[WORK ITEM] All lines with the word "then" are to be found and copied from the listing.

[DATA SECTION]
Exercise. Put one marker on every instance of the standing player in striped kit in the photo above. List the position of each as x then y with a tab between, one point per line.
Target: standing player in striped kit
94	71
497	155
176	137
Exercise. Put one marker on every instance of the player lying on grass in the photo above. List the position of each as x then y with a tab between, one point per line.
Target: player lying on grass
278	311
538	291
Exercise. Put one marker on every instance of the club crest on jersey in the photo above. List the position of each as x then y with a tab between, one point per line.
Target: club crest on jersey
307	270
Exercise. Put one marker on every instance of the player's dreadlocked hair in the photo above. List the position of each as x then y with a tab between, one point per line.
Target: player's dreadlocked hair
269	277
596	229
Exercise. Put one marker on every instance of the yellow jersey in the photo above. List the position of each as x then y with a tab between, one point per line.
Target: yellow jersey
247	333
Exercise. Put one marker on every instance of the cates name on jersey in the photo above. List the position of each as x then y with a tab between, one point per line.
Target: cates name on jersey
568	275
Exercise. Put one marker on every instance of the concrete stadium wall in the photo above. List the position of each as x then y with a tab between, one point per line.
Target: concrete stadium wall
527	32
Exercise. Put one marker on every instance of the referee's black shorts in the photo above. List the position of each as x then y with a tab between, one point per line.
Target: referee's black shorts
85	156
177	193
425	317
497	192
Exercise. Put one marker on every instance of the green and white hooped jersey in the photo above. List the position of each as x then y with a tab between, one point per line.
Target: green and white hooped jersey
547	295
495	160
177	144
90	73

* * *

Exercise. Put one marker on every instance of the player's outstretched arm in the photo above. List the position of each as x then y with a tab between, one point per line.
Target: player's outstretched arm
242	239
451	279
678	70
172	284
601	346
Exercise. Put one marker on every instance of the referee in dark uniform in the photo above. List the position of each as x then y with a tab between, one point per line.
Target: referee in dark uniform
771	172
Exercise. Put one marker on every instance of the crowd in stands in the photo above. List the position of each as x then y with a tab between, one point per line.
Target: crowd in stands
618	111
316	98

[RESULT OF THIS TASK]
Exercise. Put one marker on every instance of the standing player in striped kit in the photo above. List the position of each as x then y with a tab between, one point per line.
Exercise. Put one marker on every instance of the player lying on grass in the photo above. List the position of each as x then y with a tab between, one point per line.
Exercise. Put one marker on every instance of the club crest on jersey in the photo above. List the position of each as x then y with a tab between, one point per line.
Exercise. Put one marker on every instance of the player's dreadlocked hair in the photo above. List the position of each as x then y with a tab between, one point per line.
Exercise. Put one marker on every instance of the yellow jersey in the photo above. List the position of each as x then y with a tab between, one point per line.
Exercise. Put one marker on every instance of the cates name on jersey in the photo above. List the position of each as x then y with a tab between, one point per line.
Exercise. Put one marker on every instance of the concrete stadium wall in the photo above. List the position of each as x then y with a tab between, one point per line.
Exercise. Put one marker on every instance of the referee's black shorts in the photo above. List the position of each as x then y with a tab between, one point per line.
Exercise. Put one marker on every instance of the green and white hooped jersey in the photo above. List the position of each as x then y with a tab between, one point per line.
Exercise. Put one marker on every instance of the player's outstretched arm in the photo above. List the position of each as x then y with a tab between, one point per line.
Exercise. Put one marker on every instance of the referee in dark uniform in the photo above. List the position of each as x then y with a tab between, one point per line.
Exercise. Put one marker on every instance of the crowd in stands in the photo above. List the position of each as x then y with a tab between, one point per line.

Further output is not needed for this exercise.